Tant pis pour le « main stream » et la mode, vous allez continuer de lire de vieilles choses dans ces lignes. Je ne veux plus même donner d’importance aux cuistres qui font l’actualité, leur faire la moindre publicité. Je m’abstiendrai avec regret, je suis si bon dans la critique.

dimanche, octobre 27, 2013

Retour de New York



Cour intérieure, 9 W 120 str, NY

Il est à relever que j’ai voyagé avec des compagnons aux goûts plus … « communs » que les miens ; mon séjour eût peut-être été différent avec d’autres. New-York, donc, en dépit de mes préventions à l’encontre des Etats-Unis et de la culture anglo-saxonne. Huit heures d'un vol agréable, atterrissage à 20h20, attente à la douane, les questions décousues d'un officier de l'immigration puis un taxi sauvage pour la 120ème ouest, au croisement de Lenox. Une maison de trois étages, en briques rouges, un perron au sommet d’une volée d’escaliers. Tout le segment de rue est du même style, réminiscence de la bonne vie bourgeoise d’avant la crise de 29. La nuit est étonnamment silencieuse. Lenox avenue a été rebaptisée Malcolm X boulevard.

Enregistrements fournis —
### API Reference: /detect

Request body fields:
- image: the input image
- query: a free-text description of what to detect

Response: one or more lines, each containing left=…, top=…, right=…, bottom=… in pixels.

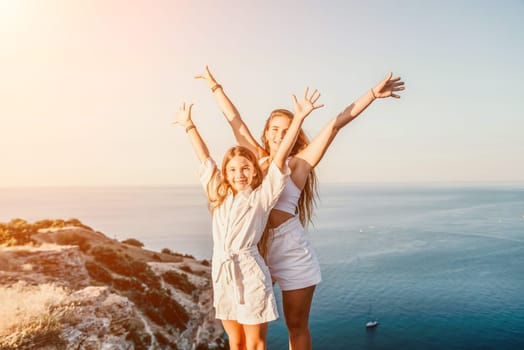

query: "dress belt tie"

left=215, top=245, right=259, bottom=305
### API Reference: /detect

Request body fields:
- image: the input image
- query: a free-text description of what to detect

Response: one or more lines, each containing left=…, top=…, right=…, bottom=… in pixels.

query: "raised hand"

left=173, top=102, right=193, bottom=127
left=293, top=87, right=324, bottom=118
left=195, top=66, right=218, bottom=88
left=371, top=72, right=405, bottom=98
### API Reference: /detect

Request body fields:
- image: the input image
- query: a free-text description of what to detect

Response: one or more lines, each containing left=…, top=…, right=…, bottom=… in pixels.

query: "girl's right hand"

left=173, top=102, right=193, bottom=128
left=195, top=66, right=218, bottom=88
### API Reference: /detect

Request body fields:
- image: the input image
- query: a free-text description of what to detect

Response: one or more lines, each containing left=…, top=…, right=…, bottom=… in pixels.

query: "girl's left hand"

left=372, top=72, right=405, bottom=98
left=173, top=102, right=193, bottom=127
left=293, top=87, right=324, bottom=118
left=195, top=66, right=218, bottom=88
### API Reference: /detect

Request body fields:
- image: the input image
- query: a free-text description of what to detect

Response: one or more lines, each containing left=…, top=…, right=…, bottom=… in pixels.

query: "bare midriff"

left=267, top=209, right=295, bottom=228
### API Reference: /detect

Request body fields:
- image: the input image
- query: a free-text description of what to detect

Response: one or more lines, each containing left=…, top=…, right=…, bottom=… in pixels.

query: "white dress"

left=200, top=158, right=289, bottom=324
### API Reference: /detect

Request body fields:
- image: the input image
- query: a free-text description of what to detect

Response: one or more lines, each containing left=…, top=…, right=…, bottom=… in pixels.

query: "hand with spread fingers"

left=371, top=72, right=405, bottom=98
left=173, top=102, right=193, bottom=128
left=293, top=87, right=324, bottom=118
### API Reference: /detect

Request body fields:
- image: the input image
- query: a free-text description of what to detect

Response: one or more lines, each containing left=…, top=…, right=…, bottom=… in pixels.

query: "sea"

left=0, top=183, right=524, bottom=350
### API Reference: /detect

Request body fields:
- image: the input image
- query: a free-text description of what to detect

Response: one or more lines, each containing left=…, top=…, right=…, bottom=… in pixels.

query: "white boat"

left=366, top=320, right=378, bottom=328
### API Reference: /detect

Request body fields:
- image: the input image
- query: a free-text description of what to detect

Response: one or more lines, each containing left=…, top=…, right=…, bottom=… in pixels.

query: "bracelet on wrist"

left=211, top=84, right=222, bottom=92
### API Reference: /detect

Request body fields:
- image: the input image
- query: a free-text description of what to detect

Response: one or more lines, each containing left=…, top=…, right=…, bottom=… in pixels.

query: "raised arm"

left=273, top=88, right=324, bottom=171
left=293, top=73, right=404, bottom=171
left=173, top=102, right=209, bottom=163
left=195, top=66, right=265, bottom=158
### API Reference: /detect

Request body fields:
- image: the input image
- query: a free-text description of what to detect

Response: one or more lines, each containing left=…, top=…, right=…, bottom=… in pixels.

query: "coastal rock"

left=0, top=220, right=223, bottom=350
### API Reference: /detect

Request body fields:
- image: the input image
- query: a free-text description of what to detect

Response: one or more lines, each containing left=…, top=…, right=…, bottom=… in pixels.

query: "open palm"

left=293, top=87, right=324, bottom=117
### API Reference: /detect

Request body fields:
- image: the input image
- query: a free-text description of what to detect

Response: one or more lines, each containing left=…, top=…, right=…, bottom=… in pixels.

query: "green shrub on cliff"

left=0, top=219, right=92, bottom=247
left=162, top=271, right=197, bottom=294
left=0, top=219, right=37, bottom=246
left=122, top=238, right=144, bottom=248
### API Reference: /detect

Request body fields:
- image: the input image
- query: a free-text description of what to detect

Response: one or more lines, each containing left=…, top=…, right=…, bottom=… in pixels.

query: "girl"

left=195, top=67, right=404, bottom=350
left=175, top=89, right=322, bottom=350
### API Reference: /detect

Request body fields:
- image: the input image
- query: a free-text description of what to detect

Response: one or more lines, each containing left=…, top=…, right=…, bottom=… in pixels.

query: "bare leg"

left=282, top=286, right=315, bottom=350
left=243, top=322, right=267, bottom=350
left=222, top=320, right=246, bottom=350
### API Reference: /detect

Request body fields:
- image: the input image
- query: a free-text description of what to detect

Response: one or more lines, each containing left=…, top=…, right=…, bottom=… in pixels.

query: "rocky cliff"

left=0, top=221, right=227, bottom=349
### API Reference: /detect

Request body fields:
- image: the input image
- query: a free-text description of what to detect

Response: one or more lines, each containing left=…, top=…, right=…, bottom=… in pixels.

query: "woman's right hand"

left=293, top=87, right=324, bottom=118
left=195, top=66, right=218, bottom=88
left=173, top=102, right=193, bottom=128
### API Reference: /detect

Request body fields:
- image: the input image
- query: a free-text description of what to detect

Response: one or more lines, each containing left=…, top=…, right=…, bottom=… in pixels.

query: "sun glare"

left=0, top=0, right=24, bottom=29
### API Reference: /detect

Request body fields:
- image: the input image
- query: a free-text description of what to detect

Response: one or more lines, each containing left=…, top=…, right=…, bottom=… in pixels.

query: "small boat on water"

left=366, top=320, right=378, bottom=328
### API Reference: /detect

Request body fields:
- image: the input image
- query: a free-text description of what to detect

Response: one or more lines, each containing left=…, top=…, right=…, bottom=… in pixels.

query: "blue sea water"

left=0, top=184, right=524, bottom=350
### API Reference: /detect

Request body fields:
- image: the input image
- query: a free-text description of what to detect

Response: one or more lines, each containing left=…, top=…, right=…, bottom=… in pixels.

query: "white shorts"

left=266, top=216, right=322, bottom=291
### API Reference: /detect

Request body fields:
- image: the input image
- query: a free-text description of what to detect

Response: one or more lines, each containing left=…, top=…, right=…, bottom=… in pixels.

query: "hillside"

left=0, top=219, right=227, bottom=349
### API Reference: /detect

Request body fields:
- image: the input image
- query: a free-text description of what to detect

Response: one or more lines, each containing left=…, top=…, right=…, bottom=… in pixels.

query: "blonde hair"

left=258, top=109, right=318, bottom=257
left=207, top=146, right=263, bottom=210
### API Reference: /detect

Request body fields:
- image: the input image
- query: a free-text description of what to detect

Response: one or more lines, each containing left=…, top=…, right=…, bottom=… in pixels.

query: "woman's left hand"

left=371, top=72, right=405, bottom=98
left=293, top=87, right=324, bottom=118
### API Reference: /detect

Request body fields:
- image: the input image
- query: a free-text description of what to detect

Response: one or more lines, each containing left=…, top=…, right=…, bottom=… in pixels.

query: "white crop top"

left=258, top=157, right=302, bottom=215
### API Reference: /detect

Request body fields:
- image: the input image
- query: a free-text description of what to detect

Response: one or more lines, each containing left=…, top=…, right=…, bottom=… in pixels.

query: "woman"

left=195, top=67, right=404, bottom=350
left=175, top=85, right=320, bottom=350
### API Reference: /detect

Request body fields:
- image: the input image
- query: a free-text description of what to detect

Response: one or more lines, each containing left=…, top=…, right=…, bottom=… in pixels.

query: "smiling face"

left=264, top=115, right=291, bottom=155
left=225, top=155, right=258, bottom=193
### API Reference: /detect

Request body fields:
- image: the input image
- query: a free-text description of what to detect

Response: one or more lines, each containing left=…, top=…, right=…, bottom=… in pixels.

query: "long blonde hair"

left=207, top=146, right=263, bottom=210
left=258, top=109, right=318, bottom=256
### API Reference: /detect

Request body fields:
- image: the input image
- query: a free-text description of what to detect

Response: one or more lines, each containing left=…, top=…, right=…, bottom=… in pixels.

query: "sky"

left=0, top=0, right=524, bottom=187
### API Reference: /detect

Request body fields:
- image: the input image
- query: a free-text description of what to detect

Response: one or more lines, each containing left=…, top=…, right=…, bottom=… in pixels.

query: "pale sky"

left=0, top=0, right=524, bottom=187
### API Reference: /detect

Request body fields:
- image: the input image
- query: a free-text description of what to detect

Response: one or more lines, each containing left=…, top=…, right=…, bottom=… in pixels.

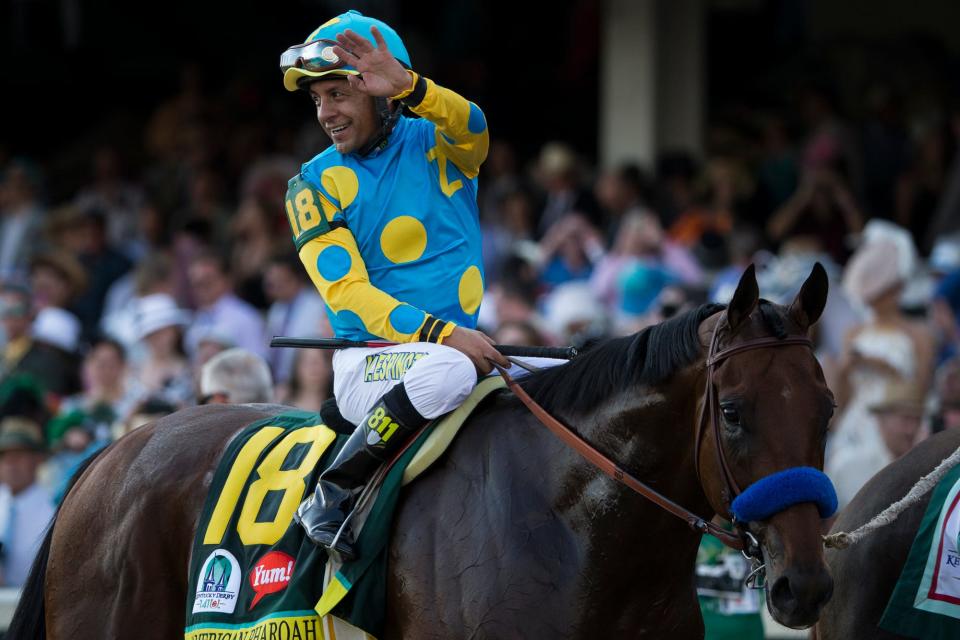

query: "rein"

left=493, top=322, right=813, bottom=557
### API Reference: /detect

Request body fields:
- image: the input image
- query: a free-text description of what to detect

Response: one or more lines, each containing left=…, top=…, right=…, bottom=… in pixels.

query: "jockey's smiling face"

left=310, top=76, right=379, bottom=153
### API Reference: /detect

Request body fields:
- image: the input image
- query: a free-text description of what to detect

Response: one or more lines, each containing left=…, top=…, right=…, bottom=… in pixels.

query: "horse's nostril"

left=770, top=576, right=797, bottom=614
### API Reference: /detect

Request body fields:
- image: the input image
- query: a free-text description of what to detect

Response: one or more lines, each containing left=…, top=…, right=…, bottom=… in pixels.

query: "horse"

left=7, top=265, right=833, bottom=640
left=815, top=430, right=960, bottom=640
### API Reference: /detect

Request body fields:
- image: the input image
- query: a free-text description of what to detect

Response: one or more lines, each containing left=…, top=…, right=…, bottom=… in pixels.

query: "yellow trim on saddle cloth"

left=315, top=375, right=507, bottom=640
left=403, top=376, right=507, bottom=485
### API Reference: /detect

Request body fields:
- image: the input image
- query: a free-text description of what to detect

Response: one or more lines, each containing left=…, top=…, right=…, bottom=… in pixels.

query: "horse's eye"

left=720, top=404, right=740, bottom=425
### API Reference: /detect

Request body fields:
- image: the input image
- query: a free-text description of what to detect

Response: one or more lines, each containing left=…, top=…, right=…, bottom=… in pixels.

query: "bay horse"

left=816, top=429, right=960, bottom=640
left=7, top=265, right=832, bottom=640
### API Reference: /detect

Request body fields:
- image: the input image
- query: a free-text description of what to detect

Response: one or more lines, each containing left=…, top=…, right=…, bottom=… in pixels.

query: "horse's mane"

left=522, top=300, right=787, bottom=412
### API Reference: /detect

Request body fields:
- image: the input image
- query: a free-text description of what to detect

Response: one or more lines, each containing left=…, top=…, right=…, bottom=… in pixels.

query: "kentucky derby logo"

left=193, top=549, right=241, bottom=613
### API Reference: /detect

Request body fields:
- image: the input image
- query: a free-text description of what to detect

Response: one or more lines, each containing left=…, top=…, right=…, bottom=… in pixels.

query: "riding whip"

left=270, top=336, right=578, bottom=360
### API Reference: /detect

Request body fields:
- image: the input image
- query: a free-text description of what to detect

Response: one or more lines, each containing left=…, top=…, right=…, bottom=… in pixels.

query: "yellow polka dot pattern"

left=459, top=266, right=483, bottom=315
left=320, top=167, right=360, bottom=210
left=304, top=17, right=340, bottom=43
left=380, top=216, right=427, bottom=264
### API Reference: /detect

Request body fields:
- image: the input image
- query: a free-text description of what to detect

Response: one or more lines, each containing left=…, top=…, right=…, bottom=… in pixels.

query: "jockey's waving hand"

left=281, top=11, right=508, bottom=557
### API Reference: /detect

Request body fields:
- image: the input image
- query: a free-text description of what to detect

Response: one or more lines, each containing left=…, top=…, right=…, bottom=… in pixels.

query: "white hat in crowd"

left=31, top=307, right=80, bottom=351
left=134, top=293, right=190, bottom=340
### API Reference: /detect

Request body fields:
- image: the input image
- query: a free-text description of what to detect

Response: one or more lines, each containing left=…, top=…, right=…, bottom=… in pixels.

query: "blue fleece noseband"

left=731, top=467, right=837, bottom=522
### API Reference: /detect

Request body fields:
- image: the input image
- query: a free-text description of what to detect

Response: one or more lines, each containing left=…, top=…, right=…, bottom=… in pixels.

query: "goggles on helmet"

left=280, top=40, right=347, bottom=73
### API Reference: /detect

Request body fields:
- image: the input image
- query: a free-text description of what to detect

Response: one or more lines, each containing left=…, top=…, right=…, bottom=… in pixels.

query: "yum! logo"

left=248, top=551, right=294, bottom=609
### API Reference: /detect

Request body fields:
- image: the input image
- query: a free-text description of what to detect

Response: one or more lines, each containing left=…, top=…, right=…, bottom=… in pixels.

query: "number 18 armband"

left=286, top=175, right=347, bottom=251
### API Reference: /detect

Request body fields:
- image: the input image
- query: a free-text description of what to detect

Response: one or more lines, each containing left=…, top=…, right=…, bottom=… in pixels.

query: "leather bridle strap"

left=694, top=322, right=813, bottom=515
left=493, top=363, right=746, bottom=551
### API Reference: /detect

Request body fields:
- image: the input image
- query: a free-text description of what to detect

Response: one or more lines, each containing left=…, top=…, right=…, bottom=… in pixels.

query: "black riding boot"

left=295, top=382, right=427, bottom=561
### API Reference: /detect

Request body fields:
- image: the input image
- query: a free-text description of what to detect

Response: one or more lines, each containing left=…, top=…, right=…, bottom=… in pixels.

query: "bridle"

left=494, top=315, right=813, bottom=556
left=693, top=315, right=813, bottom=526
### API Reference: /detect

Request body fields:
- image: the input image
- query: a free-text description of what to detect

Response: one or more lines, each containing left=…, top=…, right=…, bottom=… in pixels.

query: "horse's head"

left=697, top=264, right=836, bottom=628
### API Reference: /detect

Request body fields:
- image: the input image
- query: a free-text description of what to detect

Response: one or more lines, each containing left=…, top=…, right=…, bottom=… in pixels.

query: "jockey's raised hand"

left=443, top=327, right=510, bottom=375
left=333, top=27, right=412, bottom=98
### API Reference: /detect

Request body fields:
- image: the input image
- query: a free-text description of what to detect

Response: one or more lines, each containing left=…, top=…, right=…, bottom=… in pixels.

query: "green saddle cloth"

left=184, top=412, right=430, bottom=640
left=880, top=458, right=960, bottom=640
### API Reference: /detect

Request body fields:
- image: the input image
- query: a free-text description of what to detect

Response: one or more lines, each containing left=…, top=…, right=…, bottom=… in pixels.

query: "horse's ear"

left=727, top=264, right=760, bottom=333
left=789, top=262, right=830, bottom=331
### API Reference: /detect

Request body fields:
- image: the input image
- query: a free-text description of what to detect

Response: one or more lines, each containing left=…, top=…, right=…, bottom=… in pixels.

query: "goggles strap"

left=357, top=98, right=403, bottom=156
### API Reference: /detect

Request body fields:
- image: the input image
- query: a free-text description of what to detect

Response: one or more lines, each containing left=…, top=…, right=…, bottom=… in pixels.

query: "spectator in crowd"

left=0, top=416, right=54, bottom=587
left=480, top=187, right=537, bottom=284
left=537, top=142, right=599, bottom=237
left=99, top=251, right=175, bottom=349
left=0, top=160, right=44, bottom=282
left=200, top=348, right=273, bottom=404
left=594, top=164, right=659, bottom=245
left=0, top=285, right=80, bottom=397
left=73, top=145, right=145, bottom=259
left=134, top=293, right=194, bottom=407
left=930, top=269, right=960, bottom=362
left=186, top=253, right=267, bottom=355
left=230, top=196, right=278, bottom=309
left=826, top=382, right=925, bottom=509
left=827, top=237, right=934, bottom=468
left=590, top=209, right=703, bottom=312
left=263, top=252, right=330, bottom=384
left=667, top=158, right=754, bottom=254
left=277, top=349, right=333, bottom=412
left=30, top=251, right=87, bottom=323
left=50, top=207, right=131, bottom=341
left=193, top=327, right=237, bottom=388
left=767, top=168, right=864, bottom=264
left=41, top=409, right=113, bottom=504
left=930, top=357, right=960, bottom=433
left=60, top=336, right=143, bottom=440
left=540, top=214, right=603, bottom=289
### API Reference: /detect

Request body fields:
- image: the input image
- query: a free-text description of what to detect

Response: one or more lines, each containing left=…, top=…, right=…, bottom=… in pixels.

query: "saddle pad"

Consigne —
D'après le texte sur le retour de New York, sous quel nom Lenox avenue a-t-elle été rebaptisée ?

Solution —
Malcolm X boulevard.